>> START Text block
Eh, The HRE idea was born more out of me an a friend compiling a list of possible civs not yet in the game rather than civs that needed to be added. Portugal also came up I believe.

Thrace was one I hadn't considered, but it could work. I guess for me it's also about what fits the theme of a civilisation that 'stands the test of time', but then I'm generally too strict. I still give the Celts funny looks in the menu screen.

Turgon9357
2013-03-18, 03:10 PM
I'd like to see more out of Africa. The Kingdom of Kush would be a cool addition, as they tend to get neglected in other history-based games (as far as I know, anyway).

I really hope that the changes to diplomacy work out well. It always strikes me as odd that a kingdom I have counter-attacked and nearly destroyed but am prepared to spare thinks they can extort me for all of my luxury resources in order to establish peace.

Fargazer
2013-03-18, 04:23 PM
Word on the street is that Assyria is one of those nine civilizations.

Really, at this point its virtually a given, judging from that one screenshot.

Terraoblivion
2013-03-18, 05:31 PM
I kinda hope they'll go at least somewhat off the beaten path. I especially hope they throw Central Asia a bone. The place was so important as the source of immigration, empires and trade for so long, yet the closest they ever get to it are Persia and Mongolia. Why not the Timurids or the major centers of trade there?

Vietnam seems like a sensible thing to add at some point, as well as something from Malaysia or Indonesia. Lots of big things down there too, as well as smaller things that are still as big as a lot of the smaller picks they already have.

Starsign
2013-03-18, 05:48 PM
Definitely excited here about the new gameplay changes for Diplomacy. As for new civilizations... I'm in a Humanities class atm that's taken focus on the history of the Western world. To be honest, I'd really like to see the Abbasid dynasty as a new one for Civ V.

Aside from that, I would also like to see something from Africa. I kinda wish for a Canadian or Inuit civilization too, but somehow I doubt those will be there.
>> END Text block
>> START Material
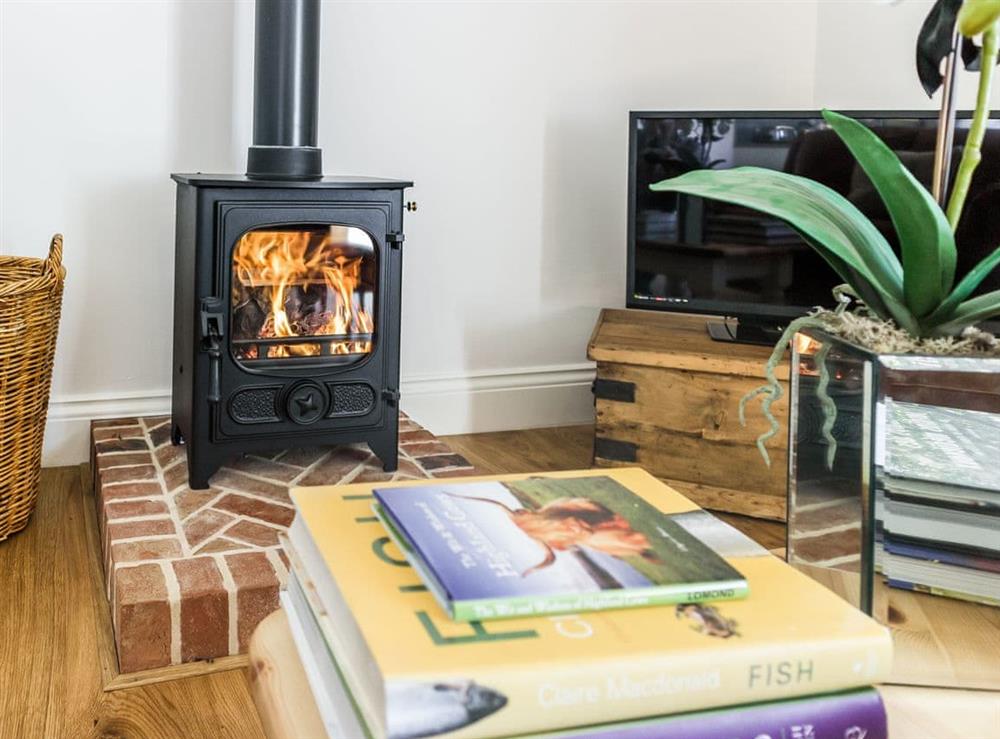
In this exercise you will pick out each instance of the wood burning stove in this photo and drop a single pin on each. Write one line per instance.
>> END Material
From the forum discussion about new civilizations, extract the passage starting with "Thrace was one" and going on through "the menu screen.", copying it word for word.

## Result for this task
Thrace was one I hadn't considered, but it could work. I guess for me it's also about what fits the theme of a civilisation that 'stands the test of time', but then I'm generally too strict. I still give the Celts funny looks in the menu screen.